PASSAGE:

Friday 15 February 2013

Plastic bags are good for the environment:


Remember the olden days – metal garbage bins filled with unmentionable and very smelly rubbish – food scraps, meat, fish, vegetable – and sometimes worse. If left for very long, there would be maggots starting to appear, and always – blowflies circling the bin, looking for entry.
Then along came plastic bags, free with the groceries, and food started being enclosed in plastic bags as a routine. Smells vastly reduced, and no more breeding of blowflies. You may not have noticed, but there are far fewer flies around than there used to be. (Though in South Australia there are still a lot – they’ve banned the giving away of plastic bags in South Australia.)

But you cry  – they are bad for the environment. They kill fish, do not decompose, are around forever,  take up too much space in landfill…

So, one by one.

Killing fish.  We kill far, far more ourselves, both to eat and others that get caught as a by product of the catch. I don’t know how many fish are so stupid as to eat plastic bags,  but like most other animals, fish are more intelligent than they are given credit for. Certainly do not throw plastic bags into the sea – or any other rubbish. But they are an infinitesimal proportion of the rubbish that goes into oceans. The problem has been vastly exaggerated.

They do not decompose?  Maybe twenty years ago they were slow to decompose, but this nonsense about them lasting 10,000 years or whatever... Well, really!  These days you’re lucky sometimes to get your groceries home without the plastic bag falling to bits. And so many have holes in them so that they cannot be re-used. Plastic bags are one of the most useful things around  -  for holding groceries, for storing things, for containing rubbish, especially smelly rubbish – think of not just meat or fish scraps, but babies’ nappies, women’s sanitary pads, old people’s incontinence pants, sick people’s stoma bags…   We are told to use paper instead, maybe old newspapers.  Maybe those who tell us this have not noticed that wet newspapers fall to bits?

They take up space in a landfill.  Well, yes, they do – enclosing lots of other rubbish. I bet those who work at a tip are grateful for plastic bags – the work would be a lot more horrible without them.

No. The fuss about plastic bags is just a way of pretending to care for the environment while never tackling any of the actual problems. Most things we do to 'save the planet' are either futile or worse, have the opposite effect.

Example:  Take the older cars off the roads. They give off more ‘greenhouse gases’ and use more petrol.  But:  Making a single new car sends out more greenhouse gases and uses more resources than the tiny amount of difference between the running costs of a new car as opposed to an old car.   Balance sheet – better to keep the old car.

Example:  Make the old-fashioned light globes impossible to obtain, therefore forcing people to buy the new ones that are supposedly more energy efficient. But: the old light globes were very efficient. Even in rooms where they were used all the time, they lasted years, and accounted for a very small proportion of electricity used by a household. And the new ones  have problems – they take a while to be bright enough, meaning that in places like toilets and bathrooms where you need the light for only a short time, it is not efficient.
More seriously, they are a safety hazard. The new ones can’t be used with dimmer switches, touch lamps or sensor lights.  (I have heard that there are new varieties though now.)  I have seen smoke issuing from a light with a dimmer switch when a new light bulb was put in, but then luckily the bulb blew, too soon for it to start a fire. But if even one house fire was started like this, the smoke put into the atmosphere would exceed the emissions supposedly reduced by the switch.  There have been a lot of  fires in recent years blamed on ‘electrical problems.’ It is a few years since the old-fashioned light globes became unobtainable, just about the time when some of them finally blow. (They usually lasted between 3 and 20 years, depending on what room they were in and how much used.)  So how many of these ‘electrical problems’ are caused by using the new light bulbs with an  older fitting that is unsuited to it. As far as I know, there have never been any warnings about this.

Referring expression data
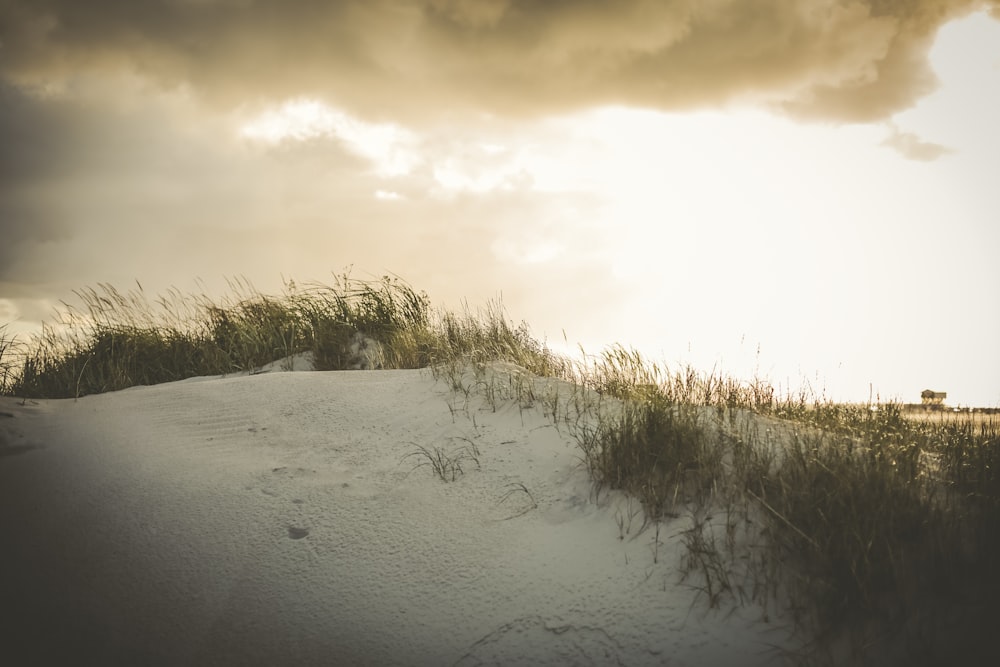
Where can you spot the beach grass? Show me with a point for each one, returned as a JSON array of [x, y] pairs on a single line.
[[873, 529]]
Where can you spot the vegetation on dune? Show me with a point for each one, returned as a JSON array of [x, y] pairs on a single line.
[[863, 522]]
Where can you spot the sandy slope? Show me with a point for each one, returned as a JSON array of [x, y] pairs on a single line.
[[272, 519]]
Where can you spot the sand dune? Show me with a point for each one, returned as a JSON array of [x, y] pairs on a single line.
[[277, 519]]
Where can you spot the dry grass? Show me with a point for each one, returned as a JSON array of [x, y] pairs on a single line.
[[874, 527]]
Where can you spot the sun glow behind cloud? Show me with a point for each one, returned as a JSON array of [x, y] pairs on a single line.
[[388, 146]]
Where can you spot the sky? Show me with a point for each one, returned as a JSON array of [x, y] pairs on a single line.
[[800, 191]]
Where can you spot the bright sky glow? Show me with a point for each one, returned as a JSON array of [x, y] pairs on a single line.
[[730, 236]]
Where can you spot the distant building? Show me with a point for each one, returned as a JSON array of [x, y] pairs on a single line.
[[932, 399]]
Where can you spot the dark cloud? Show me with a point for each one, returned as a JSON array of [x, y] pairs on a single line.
[[834, 59], [912, 147]]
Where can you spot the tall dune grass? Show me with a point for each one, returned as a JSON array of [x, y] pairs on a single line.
[[861, 521]]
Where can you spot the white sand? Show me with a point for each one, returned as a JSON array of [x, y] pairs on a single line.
[[272, 519]]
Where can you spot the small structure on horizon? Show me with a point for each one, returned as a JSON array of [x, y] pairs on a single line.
[[933, 399]]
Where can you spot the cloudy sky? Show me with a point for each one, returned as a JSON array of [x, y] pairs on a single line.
[[807, 190]]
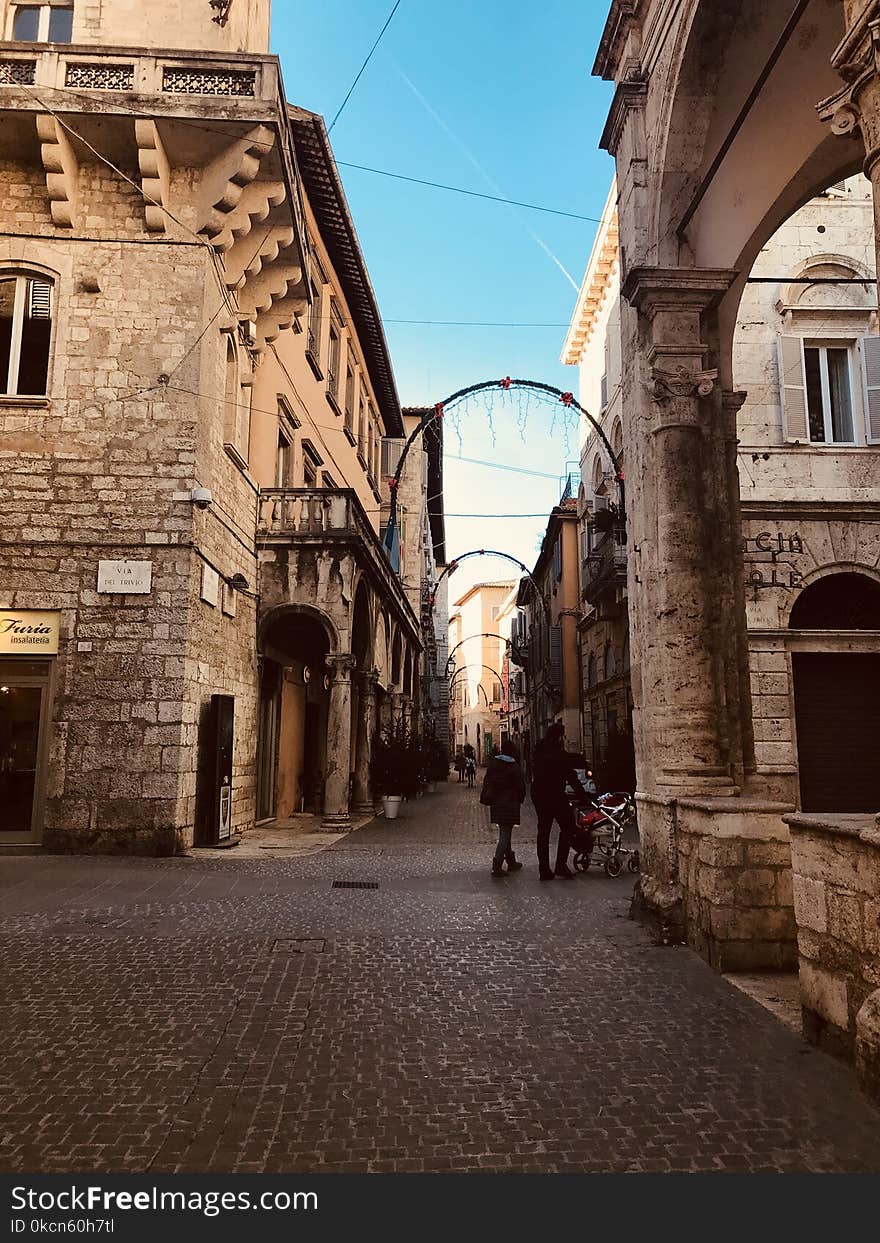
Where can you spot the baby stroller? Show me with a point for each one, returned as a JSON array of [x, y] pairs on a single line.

ACTIVITY LIST:
a. According to the post on plastic bags, in which state has the giving away of plastic bags been banned?
b. Reproduce the section of the post on plastic bags starting with "They take up" and going on through "the old car.".
c. Decide whether each of the following agrees with the post on plastic bags, and support each decision with the words of the post: (i) the old-fashioned light globes usually lasted between 3 and 20 years; (ii) building a new car produces fewer greenhouse gases than the difference in running costs between a new and an old car; (iii) the author knows of many warnings about using the new light bulbs in older fittings.

SOLUTIONS TO THE EXERCISE:
a. South Australia.

b.
They take up space in a landfill.  Well, yes, they do – enclosing lots of other rubbish. I bet those who work at a tip are grateful for plastic bags – the work would be a lot more horrible without them.

No. The fuss about plastic bags is just a way of pretending to care for the environment while never tackling any of the actual problems. Most things we do to 'save the planet' are either futile or worse, have the opposite effect.

Example:  Take the older cars off the roads. They give off more ‘greenhouse gases’ and use more petrol.  But:  Making a single new car sends out more greenhouse gases and uses more resources than the tiny amount of difference between the running costs of a new car as opposed to an old car.   Balance sheet – better to keep the old car.

c.
(i) Yes: "They usually lasted between 3 and 20 years, depending on what room they were in and how much used."
(ii) No: "Making a single new car sends out more greenhouse gases and uses more resources than the tiny amount of difference between the running costs of a new car as opposed to an old car."
(iii) No: "As far as I know, there have never been any warnings about this."